START Data extract

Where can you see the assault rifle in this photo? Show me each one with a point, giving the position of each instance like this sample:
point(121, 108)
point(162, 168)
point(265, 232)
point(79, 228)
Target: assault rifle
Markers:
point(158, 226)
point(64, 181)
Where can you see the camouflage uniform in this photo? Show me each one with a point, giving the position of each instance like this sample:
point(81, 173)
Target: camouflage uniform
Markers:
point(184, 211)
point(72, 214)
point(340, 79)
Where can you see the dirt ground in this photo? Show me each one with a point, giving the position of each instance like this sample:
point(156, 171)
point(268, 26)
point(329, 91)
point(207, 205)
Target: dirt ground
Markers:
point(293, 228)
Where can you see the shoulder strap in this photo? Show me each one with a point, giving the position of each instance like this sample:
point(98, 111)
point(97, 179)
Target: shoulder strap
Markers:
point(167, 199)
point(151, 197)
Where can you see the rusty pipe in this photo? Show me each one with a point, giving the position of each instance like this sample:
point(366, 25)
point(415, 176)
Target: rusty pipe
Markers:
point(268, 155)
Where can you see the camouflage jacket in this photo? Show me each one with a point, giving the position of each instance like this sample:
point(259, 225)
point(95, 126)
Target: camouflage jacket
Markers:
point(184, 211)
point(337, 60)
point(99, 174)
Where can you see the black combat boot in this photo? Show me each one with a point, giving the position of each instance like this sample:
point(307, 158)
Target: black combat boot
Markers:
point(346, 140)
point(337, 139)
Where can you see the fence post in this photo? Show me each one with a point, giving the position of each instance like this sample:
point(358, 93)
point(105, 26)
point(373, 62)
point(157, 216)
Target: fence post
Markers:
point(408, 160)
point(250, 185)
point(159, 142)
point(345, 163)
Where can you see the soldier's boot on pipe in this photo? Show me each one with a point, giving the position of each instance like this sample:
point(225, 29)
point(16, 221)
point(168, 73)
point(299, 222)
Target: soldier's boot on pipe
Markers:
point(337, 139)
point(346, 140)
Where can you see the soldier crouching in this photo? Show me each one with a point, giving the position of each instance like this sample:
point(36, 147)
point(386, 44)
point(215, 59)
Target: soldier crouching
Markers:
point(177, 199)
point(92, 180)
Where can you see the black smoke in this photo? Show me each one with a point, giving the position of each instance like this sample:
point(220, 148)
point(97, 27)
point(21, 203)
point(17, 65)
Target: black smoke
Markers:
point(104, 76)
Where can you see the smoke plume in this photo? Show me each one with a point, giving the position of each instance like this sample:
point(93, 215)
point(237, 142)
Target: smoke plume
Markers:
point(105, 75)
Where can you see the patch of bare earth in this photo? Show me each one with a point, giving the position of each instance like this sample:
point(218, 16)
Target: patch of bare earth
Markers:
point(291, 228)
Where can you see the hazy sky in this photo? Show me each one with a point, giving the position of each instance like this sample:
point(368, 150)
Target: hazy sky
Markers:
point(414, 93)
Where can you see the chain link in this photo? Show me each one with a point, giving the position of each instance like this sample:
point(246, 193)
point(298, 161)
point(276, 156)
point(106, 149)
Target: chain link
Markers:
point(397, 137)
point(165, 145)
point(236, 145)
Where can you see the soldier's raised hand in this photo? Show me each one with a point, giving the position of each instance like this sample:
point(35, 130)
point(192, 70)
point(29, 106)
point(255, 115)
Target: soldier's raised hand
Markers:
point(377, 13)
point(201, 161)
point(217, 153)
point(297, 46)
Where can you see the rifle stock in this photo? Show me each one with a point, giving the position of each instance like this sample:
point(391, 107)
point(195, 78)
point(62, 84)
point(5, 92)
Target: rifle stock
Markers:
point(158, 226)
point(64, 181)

END Data extract

## What is needed
Please update the records by changing each "Markers" to "Locations" and keeping everything else the same.

## Problem solution
Where can you see the assault rifle in this photo? Show me each one with a point, giving the position of each instance like this sample:
point(121, 108)
point(162, 168)
point(265, 232)
point(79, 228)
Target: assault rifle
Locations:
point(158, 226)
point(64, 181)
Where can you see the camouflage uniform in this photo? Show me each one with a point, giving the position of each instance like this sample:
point(81, 173)
Target: camouflage uniform
Locations:
point(184, 211)
point(72, 214)
point(340, 79)
Where can you see the dirt ground in this photo? Show me each one with a point, giving the position of each instance like this sample:
point(156, 171)
point(268, 26)
point(329, 91)
point(207, 205)
Target: dirt ground
Locations:
point(293, 228)
Where can you see the shoulder strap in this photo? Show me each one with a point, giving the position of each instance like this sample:
point(98, 111)
point(97, 179)
Target: shoulder strap
Locations:
point(167, 199)
point(151, 197)
Where can you see the rusty pipe in this photo? Show me each one with a point, giving the position of each instance like this sample:
point(366, 25)
point(415, 176)
Target: rusty pipe
Locations:
point(268, 155)
Where can you see the camouflage jacket in this photo? Show me each one with a point, giving the position of each instance like this sample:
point(259, 225)
point(95, 126)
Target: camouflage jacket
Locations:
point(184, 211)
point(337, 60)
point(99, 174)
Where can you see the black combat boot in this photo? Show me each one with a point, giving the position of each instance like this sample:
point(307, 158)
Target: black combat boot
Locations:
point(346, 140)
point(337, 139)
Where can you see the fence post in this photo? Show me each one with a point, giving the position of each instance like this sample:
point(358, 93)
point(105, 26)
point(373, 62)
point(157, 216)
Target: fence post
Locations:
point(408, 160)
point(250, 185)
point(159, 142)
point(345, 163)
Where can you see the soldier's boot on pipe in this photo? Show me each one with a point, giving the position of each instance like this sample:
point(225, 29)
point(16, 221)
point(168, 73)
point(299, 222)
Target: soldier's boot on pipe
Locations:
point(337, 139)
point(346, 140)
Where can you see the soldier crouching in this photo? Show me each one with a point, giving the position of each instance like this sample:
point(36, 147)
point(386, 44)
point(215, 59)
Target: soldier crouching
Locations:
point(177, 199)
point(92, 180)
Where can you see the black smoke in this photo? Show me each one with a point, giving the position of each instance like this sample:
point(220, 148)
point(97, 27)
point(21, 203)
point(17, 65)
Target: black smoke
Locations:
point(104, 76)
Where can you see the smoke plume in this photo? Show me each one with a point, giving the position of each instance like this sample:
point(93, 215)
point(237, 142)
Target: smoke plume
Locations:
point(105, 75)
Where can you see the patch of bare earth in this photo? Show me each one with a point, giving the position of each instance like this sample:
point(218, 16)
Target: patch of bare earth
Locations:
point(291, 228)
Where can you see the hazy sky in this photo? Show me each one with a point, giving the position of each instance like this sample:
point(368, 150)
Target: hazy sky
Locations:
point(414, 93)
Where can you see the chain link in this photo? Show me each one with a point, giving the position of each instance like this sample:
point(246, 193)
point(298, 161)
point(276, 156)
point(106, 149)
Target: chain link
Locations:
point(397, 137)
point(165, 145)
point(236, 145)
Where can you see the soldier's raised hand in this photo? Show me each one with a point, giving the position of each instance like this sample:
point(35, 130)
point(192, 70)
point(29, 106)
point(255, 115)
Target: soldier's raised hand
Locations:
point(377, 13)
point(201, 161)
point(217, 153)
point(297, 46)
Where can you see the rifle stock in this photo? Show me each one with a point, giving the position of each instance like this sample:
point(391, 107)
point(195, 78)
point(62, 84)
point(5, 92)
Target: rifle stock
Locations:
point(158, 226)
point(64, 181)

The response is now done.